MARTIN TRUEX JR., No.56 NAPA AUTO PARTS Toyota Camry, Michael Waltrip
How was your qualifying lap? "It's better than what we expected. It was a good pick up from yesterday. The guys did a good job with the car. We've just been off the pace in single car runs. Even in testing. We kind of knew what we had coming down. I expect the car will race fine and we look forward to getting into the Duels on Thursday."
What was your impression of the racing in last night's Shootout? "As a fan, I wasn't as excited as normal. I obviously got to watch it last night and the thing that I noticed that I didn't like was you really knew who was going to win or you knew how it was going to work out with eight or 10 laps to go. Those four guys had gotten out front and you knew kind of what the deal was going to be. Normally here its 20 or 30 cars and you never know who's going to win until the last lap. It was a little bit of a pre-determined outcome as a fan watching. At least that's what my opinion is. I think they are going to try to do some things to change it around a little bit. It is what it is and whatever it is we will go out and race and try to get the NAPA Toyota up front and in victory lane."
JOEY LOGANO, No.20 Home Depot Toyota Camry, Joe Gibbs Racing
How was your qualifying lap? "I just kind of went out there and I felt like I ran the right line -- our first lap was pretty quick and our second lap wasn't so I think the wind had a little bit to do with that. I think we had a pretty good head wind on the backstretch, but I don't know if that was like that for everybody or not. We'll just see. Qualifying is whatever here because we still have the Duels to run. I'm sure it's good -- it's the same car we tested with when we came down here last month and the car was really fast. I'm sure we'll be fine when we get to a little bit of Duel practice and then into the Duel."
What did you learn from last night's race that can help you next week? "I learned a lot. I learned I want to be around for the end of the race -- that's the big thing. My car was fast. I learned a lot about how we're pushing and what's the best way and kind of getting that chemistry worked out with drivers and stuff like that. That and obviously the new pit road stuff and the new fuel cans and all of that. I think it helped our team a little bit, but we just didn't get the finish we wanted there."
TODD BODINE, No.60 Tire Kingdom / Valvoline Toyota Camry, Germain Racing
How was your car during your qualifying run? "It was bad loose. Got sideways in turn four coming for the checkered and that cost us a lot of speed. Other than that it was uneventful. We lost some speed from the test and we don't really know where that went. We didn't figure on qualifying in on time so we know we have to race and hopefully we can get it driving good. Bad part about it is that you have to find a partner and hook up the draft. To me, that ain't racing. You have to do what you have to do and we'll be there racing."

####

Problem statement:
Continue the qualifying-day driver quotes from where they stop.

Record extracts:
####

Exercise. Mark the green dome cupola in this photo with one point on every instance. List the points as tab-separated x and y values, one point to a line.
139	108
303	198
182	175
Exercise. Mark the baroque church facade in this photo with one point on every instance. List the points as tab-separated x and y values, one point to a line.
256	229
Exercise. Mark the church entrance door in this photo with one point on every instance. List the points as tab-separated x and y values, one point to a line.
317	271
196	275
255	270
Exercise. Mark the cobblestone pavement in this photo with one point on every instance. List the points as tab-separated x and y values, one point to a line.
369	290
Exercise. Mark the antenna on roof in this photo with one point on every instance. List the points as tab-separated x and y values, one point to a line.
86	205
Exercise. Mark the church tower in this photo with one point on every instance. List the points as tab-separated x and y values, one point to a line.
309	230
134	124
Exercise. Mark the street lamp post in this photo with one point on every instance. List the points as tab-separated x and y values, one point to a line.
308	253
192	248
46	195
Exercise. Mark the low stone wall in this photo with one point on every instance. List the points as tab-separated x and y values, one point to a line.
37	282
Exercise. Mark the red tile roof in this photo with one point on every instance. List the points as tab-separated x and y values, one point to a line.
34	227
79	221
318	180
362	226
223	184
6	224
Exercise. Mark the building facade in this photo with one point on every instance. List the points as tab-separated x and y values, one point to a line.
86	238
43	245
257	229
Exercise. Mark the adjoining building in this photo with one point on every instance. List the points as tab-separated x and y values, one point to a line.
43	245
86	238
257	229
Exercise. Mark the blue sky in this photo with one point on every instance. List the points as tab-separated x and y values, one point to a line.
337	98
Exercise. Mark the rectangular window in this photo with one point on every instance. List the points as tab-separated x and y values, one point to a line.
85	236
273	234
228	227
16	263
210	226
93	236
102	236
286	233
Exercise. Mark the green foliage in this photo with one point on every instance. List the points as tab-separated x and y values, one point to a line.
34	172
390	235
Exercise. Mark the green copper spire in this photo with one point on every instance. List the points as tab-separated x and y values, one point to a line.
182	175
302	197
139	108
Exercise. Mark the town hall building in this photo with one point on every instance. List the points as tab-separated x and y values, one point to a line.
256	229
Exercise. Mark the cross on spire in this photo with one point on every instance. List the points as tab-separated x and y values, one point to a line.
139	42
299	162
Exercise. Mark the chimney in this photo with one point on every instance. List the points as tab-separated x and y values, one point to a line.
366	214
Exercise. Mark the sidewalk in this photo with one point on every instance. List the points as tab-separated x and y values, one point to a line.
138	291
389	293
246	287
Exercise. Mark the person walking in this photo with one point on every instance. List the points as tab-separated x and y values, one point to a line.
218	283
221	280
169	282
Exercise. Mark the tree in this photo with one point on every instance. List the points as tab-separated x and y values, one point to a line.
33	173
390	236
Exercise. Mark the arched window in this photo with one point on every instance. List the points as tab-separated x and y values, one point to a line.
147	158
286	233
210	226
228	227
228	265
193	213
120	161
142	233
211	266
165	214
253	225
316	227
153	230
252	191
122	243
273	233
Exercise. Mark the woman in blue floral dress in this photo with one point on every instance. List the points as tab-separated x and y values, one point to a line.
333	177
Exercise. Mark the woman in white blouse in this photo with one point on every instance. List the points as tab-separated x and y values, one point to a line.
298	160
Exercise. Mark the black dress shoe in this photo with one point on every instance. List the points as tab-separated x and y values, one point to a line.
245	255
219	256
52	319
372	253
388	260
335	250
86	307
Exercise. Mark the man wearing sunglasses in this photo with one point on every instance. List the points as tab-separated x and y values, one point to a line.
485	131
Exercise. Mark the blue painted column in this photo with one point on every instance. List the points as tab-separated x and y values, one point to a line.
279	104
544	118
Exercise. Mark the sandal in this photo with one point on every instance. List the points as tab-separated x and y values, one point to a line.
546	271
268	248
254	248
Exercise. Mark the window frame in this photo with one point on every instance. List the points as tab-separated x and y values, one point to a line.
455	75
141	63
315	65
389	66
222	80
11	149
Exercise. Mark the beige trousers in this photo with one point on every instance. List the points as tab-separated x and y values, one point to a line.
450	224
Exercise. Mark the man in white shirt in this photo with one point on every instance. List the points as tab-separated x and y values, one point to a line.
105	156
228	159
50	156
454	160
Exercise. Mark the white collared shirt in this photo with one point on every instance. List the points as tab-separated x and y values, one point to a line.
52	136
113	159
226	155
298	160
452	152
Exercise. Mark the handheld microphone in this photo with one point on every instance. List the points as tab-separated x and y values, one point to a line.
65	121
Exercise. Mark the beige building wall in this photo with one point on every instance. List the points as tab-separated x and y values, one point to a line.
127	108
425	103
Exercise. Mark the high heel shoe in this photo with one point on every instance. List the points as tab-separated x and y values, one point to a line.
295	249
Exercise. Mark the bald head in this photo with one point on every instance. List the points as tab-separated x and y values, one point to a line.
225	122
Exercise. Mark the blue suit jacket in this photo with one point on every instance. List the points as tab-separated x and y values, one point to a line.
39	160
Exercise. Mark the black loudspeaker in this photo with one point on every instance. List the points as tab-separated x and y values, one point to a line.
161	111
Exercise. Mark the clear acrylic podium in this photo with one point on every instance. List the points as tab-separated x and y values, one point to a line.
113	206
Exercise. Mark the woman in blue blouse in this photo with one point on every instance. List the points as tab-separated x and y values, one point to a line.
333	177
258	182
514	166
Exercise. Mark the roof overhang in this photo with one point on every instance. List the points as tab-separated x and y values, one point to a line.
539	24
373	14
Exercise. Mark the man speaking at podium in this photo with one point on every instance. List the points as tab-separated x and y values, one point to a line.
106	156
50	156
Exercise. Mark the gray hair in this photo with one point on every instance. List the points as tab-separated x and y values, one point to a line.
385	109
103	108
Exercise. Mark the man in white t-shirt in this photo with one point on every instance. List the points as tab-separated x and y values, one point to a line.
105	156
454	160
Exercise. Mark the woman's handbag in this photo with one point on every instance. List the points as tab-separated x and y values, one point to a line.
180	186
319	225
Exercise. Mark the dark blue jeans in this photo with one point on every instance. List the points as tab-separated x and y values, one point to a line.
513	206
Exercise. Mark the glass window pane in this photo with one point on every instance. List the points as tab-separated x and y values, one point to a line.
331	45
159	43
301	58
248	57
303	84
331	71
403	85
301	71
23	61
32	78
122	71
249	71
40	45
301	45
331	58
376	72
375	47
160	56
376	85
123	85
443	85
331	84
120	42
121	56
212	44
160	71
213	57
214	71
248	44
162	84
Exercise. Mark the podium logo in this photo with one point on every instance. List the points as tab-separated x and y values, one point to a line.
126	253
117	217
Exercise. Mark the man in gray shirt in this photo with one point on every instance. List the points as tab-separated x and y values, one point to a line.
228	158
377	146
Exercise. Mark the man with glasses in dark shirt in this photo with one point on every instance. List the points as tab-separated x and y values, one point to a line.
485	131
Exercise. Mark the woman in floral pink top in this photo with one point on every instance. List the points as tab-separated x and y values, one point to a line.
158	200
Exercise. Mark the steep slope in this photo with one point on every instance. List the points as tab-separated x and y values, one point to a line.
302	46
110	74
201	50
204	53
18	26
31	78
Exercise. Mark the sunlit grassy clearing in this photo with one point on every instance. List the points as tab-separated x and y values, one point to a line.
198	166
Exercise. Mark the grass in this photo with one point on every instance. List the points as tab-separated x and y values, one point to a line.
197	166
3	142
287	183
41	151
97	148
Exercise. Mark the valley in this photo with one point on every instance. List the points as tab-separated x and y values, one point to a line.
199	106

####

Output for this exercise:
KEVIN CONWAY, No.97 Extenze Toyota Camry, NEMCO Motorsports
CASEY MEARS, No.13 GEICO Toyota Camry, Germain Racing
How was your qualifying lap today? "It was terrible really. We expected it to be much better. Everybody on the GEICO Toyota worked very, very hard to come here and we had a little bit of a plan and for some reason, when you leave pit road you go through all four gears and usually how soon you get to fourth gear is a good indication of how good it's running. I got to fourth way later around the corner in one and two than I even did in practice. For whatever reason it just didn't accelerate well, it didn't run up through the gears real good. Right away I knew and I was looking at the RPM and we didn't have anything better than we had in practice. You could tell it wasn't going to be a very good lap. Now we just have to focus on racing in when it comes to those Duels. It's a totally different game now with guys teaming up the way they are and hopefully we can be a part of one of those guys that hook up and stay up towards the front in that race. Looking at the Shootout and how many wrecks there were, I'm sure there will be a few more cars than that in the Duels so hopefully we don't get caught up in one of those."
STEVE WALLACE, No.775-Hour Energy Toyota Camry, Rusty Wallace Racing
At what age did you first think about running the Daytona 500 in your career? "I really started thinking about it when I was six and then at eight I was determined that I would. We ran a 49.30 and we ran a 49.50 in practice so it was a two-tenths pick up for us. That's really exciting. I was not quite as fast as I wanted to be, but we're locked in the race so time really doesn't matter to us. I think the car will draft really well. I just want to thank 5-Hour Energy and Aspen Dental for coming on board to make this whole thing possible. We are going to get back in the garage here and work on this car to get it ready for racing."
MICHAEL MCDOWELL, No.66 HP Racing LLC Toyota Camry, PRISM Motorsports
DENNY HAMLIN, No.11 FedEx Express Toyota Camry, Joe Gibbs Racing
What happened at the beginning of your qualifying lap? "It's a different steering column and not what I'm accustomed to. That was about it. It was a very eventful two laps. We pulled the brakes back and everything so when the steering wheel comes off and goes left it's not very fun. For me, we just had to put it all back together and of course it knocked the grill out. We were kind of stuck right there."
Are you disappointed with your qualifying effort? "We knew we were going to qualify pretty bad, but obviously that didn't help too much. We knew we were going to have to come from the back because we changed the engine and transmission and everything. This is just kind of a trial run to see where we stood with our teammates."
Are you frustrated with the opening weekend of Speed Weeks? "It's tough. We had that transmission issue yesterday and whatnot so for us so we're going to have to start in the back. It's frustrating, but for us it's kind of one of those things where we use this just as a testing barrier to see where we are from our teammates because we were off from them quite a bit all day yesterday."
Are you looking forward to next week after the finish last night and what happened in qualifying today? "Yeah, at least for a couple days off anyway. It's not the best start to Speed Weeks, but we know we've got a great car for the 500 and I'm sure it will race just like our car did last night. This FedEx teams works pretty hard. We'll bounce back."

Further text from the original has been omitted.